● **Records for the task**

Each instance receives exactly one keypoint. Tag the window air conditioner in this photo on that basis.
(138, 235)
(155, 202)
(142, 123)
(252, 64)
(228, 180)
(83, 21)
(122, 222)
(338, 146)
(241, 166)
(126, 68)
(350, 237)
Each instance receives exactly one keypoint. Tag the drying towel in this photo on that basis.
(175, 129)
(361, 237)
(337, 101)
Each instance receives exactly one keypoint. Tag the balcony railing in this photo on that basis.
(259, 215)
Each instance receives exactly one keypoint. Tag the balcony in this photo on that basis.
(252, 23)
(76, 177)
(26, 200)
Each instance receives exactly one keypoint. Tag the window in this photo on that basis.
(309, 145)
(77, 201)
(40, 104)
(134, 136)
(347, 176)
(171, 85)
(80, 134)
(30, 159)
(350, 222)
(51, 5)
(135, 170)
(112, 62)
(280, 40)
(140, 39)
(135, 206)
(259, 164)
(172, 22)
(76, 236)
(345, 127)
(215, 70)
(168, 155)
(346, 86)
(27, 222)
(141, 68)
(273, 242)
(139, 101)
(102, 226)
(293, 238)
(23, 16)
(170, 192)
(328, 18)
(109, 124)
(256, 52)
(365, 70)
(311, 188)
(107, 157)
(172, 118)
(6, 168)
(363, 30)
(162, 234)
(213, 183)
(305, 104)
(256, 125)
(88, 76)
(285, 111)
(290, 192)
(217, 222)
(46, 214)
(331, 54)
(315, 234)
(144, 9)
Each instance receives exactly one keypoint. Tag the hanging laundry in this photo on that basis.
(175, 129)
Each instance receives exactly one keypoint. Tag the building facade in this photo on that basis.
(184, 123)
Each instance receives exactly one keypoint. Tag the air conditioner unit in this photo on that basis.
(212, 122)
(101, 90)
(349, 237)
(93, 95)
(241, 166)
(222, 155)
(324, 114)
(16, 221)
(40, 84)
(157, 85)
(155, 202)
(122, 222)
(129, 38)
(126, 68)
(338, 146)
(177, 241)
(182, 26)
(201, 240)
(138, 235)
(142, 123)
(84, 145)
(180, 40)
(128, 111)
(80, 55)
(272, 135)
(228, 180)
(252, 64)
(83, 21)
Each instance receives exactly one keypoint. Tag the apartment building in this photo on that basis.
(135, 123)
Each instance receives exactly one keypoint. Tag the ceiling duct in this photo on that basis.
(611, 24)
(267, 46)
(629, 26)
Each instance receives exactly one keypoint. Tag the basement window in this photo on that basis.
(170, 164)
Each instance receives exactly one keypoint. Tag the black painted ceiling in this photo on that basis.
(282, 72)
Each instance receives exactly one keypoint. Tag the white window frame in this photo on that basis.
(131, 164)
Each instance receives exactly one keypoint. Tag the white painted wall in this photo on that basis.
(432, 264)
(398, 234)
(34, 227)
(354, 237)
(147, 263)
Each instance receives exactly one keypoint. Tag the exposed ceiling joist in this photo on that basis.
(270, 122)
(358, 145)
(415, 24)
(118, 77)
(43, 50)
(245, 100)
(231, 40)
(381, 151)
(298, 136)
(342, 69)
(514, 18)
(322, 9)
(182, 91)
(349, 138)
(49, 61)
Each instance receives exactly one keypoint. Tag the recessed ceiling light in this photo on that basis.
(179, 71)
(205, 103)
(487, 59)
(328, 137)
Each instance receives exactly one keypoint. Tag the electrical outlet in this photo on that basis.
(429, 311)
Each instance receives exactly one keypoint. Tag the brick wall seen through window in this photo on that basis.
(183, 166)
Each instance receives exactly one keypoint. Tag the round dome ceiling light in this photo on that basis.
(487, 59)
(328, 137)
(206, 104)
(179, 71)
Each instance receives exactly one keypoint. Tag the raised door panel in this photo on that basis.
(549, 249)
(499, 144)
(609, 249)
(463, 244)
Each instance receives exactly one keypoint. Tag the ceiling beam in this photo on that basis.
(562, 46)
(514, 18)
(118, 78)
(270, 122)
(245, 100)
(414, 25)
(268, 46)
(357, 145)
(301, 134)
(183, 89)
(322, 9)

● **Objective**
Express every line of the material above as a JSON list of strings, one string per line, leaving out any blank lines.

● **Exercise output**
[
  "Each instance receives exactly one keypoint. Tag the window air conditioner in this photo on that basis.",
  "(138, 235)",
  "(155, 202)",
  "(142, 123)",
  "(252, 64)",
  "(228, 180)",
  "(83, 21)",
  "(122, 222)",
  "(338, 146)",
  "(241, 166)",
  "(126, 68)",
  "(350, 237)",
  "Each instance receives exactly one keypoint. Tag the drying towel in this photo on that basis.",
  "(175, 129)",
  "(361, 237)",
  "(337, 101)",
  "Each instance receives exactly one keypoint. Tag the balcony railing in this photo on that basis.",
  "(259, 215)",
  "Each instance receives exactly one keypoint. Tag the balcony in this photo on that basis.",
  "(252, 23)",
  "(76, 177)",
  "(26, 200)",
  "Each instance receives exactly one keypoint. Tag the window in this photo on that basis.",
  "(309, 145)",
  "(77, 201)",
  "(40, 104)",
  "(134, 136)",
  "(347, 176)",
  "(171, 85)",
  "(80, 134)",
  "(30, 159)",
  "(350, 222)",
  "(51, 5)",
  "(135, 170)",
  "(112, 62)",
  "(280, 40)",
  "(140, 39)",
  "(135, 206)",
  "(259, 164)",
  "(172, 22)",
  "(76, 236)",
  "(345, 127)",
  "(215, 70)",
  "(168, 155)",
  "(346, 86)",
  "(27, 222)",
  "(141, 68)",
  "(273, 242)",
  "(139, 101)",
  "(102, 226)",
  "(293, 238)",
  "(23, 16)",
  "(170, 192)",
  "(328, 18)",
  "(109, 124)",
  "(256, 52)",
  "(365, 70)",
  "(311, 188)",
  "(107, 157)",
  "(172, 118)",
  "(6, 168)",
  "(363, 30)",
  "(162, 234)",
  "(213, 183)",
  "(305, 104)",
  "(256, 125)",
  "(88, 76)",
  "(285, 111)",
  "(290, 192)",
  "(217, 222)",
  "(46, 214)",
  "(331, 54)",
  "(315, 234)",
  "(144, 9)",
  "Each instance receives exactly one keypoint. Tag the hanging laundry in this photo on that basis.",
  "(175, 129)",
  "Each instance receives exactly one keypoint. Tag the building facade in this photo on that basis.",
  "(184, 123)",
  "Each instance receives exactly one keypoint. Tag the air conditioner unit in this photo on that basis.",
  "(212, 122)",
  "(101, 90)",
  "(349, 237)",
  "(93, 95)",
  "(241, 166)",
  "(222, 155)",
  "(324, 114)",
  "(16, 221)",
  "(40, 84)",
  "(157, 85)",
  "(155, 202)",
  "(122, 222)",
  "(129, 38)",
  "(126, 68)",
  "(338, 146)",
  "(177, 241)",
  "(182, 26)",
  "(201, 240)",
  "(138, 235)",
  "(142, 123)",
  "(84, 145)",
  "(180, 40)",
  "(128, 111)",
  "(80, 55)",
  "(272, 135)",
  "(228, 180)",
  "(252, 64)",
  "(83, 21)",
  "Each instance receives exactly one keypoint. Tag the apartment building in this photo on that basis.",
  "(135, 123)",
  "Each instance receives exactly one keypoint. Tag the ceiling duct in this photo on that basis.",
  "(611, 24)",
  "(267, 46)",
  "(629, 26)",
  "Each instance receives exactly one keypoint. Tag the basement window in this photo on that basis.",
  "(170, 164)",
  "Each instance receives exactly one keypoint. Tag the black painted ceiling in this photo on that basis.",
  "(282, 72)",
  "Each instance receives exactly one keypoint. Tag the white window frame in this photo on that basis.",
  "(131, 164)",
  "Each instance receives exactly one keypoint. Tag the white painted wall in this photo on that basis.",
  "(432, 264)",
  "(398, 234)",
  "(34, 227)",
  "(354, 237)",
  "(147, 263)",
  "Each instance receives exactly one keypoint. Tag the exposed ceiling joist in this photo on that basis.",
  "(270, 122)",
  "(358, 145)",
  "(415, 24)",
  "(118, 77)",
  "(43, 50)",
  "(245, 100)",
  "(231, 40)",
  "(381, 151)",
  "(298, 136)",
  "(342, 69)",
  "(514, 18)",
  "(322, 9)",
  "(182, 91)",
  "(349, 138)",
  "(49, 61)",
  "Each instance receives exactly one keypoint. Tag the recessed ceiling light in this photo on that basis.",
  "(179, 71)",
  "(205, 103)",
  "(487, 59)",
  "(328, 137)",
  "Each instance receives exactly one keypoint. Tag the electrical outlet in this photo on that basis.",
  "(429, 311)",
  "Each instance receives exactly one keypoint. Tag the brick wall seen through window in this photo on that basis.",
  "(183, 166)",
  "Each instance receives exactly one keypoint. Tag the round dome ceiling light in this photo on that basis.",
  "(487, 59)",
  "(328, 137)",
  "(206, 104)",
  "(179, 71)",
  "Each instance receives exactly one keypoint. Tag the raised door panel in this photo on that basis.",
  "(549, 249)",
  "(499, 144)",
  "(609, 249)",
  "(463, 244)",
  "Each instance receives exactly one keypoint. Tag the ceiling beam in this photo on that basis.",
  "(562, 46)",
  "(514, 18)",
  "(118, 78)",
  "(270, 122)",
  "(245, 100)",
  "(414, 25)",
  "(268, 46)",
  "(357, 145)",
  "(301, 134)",
  "(183, 89)",
  "(322, 9)"
]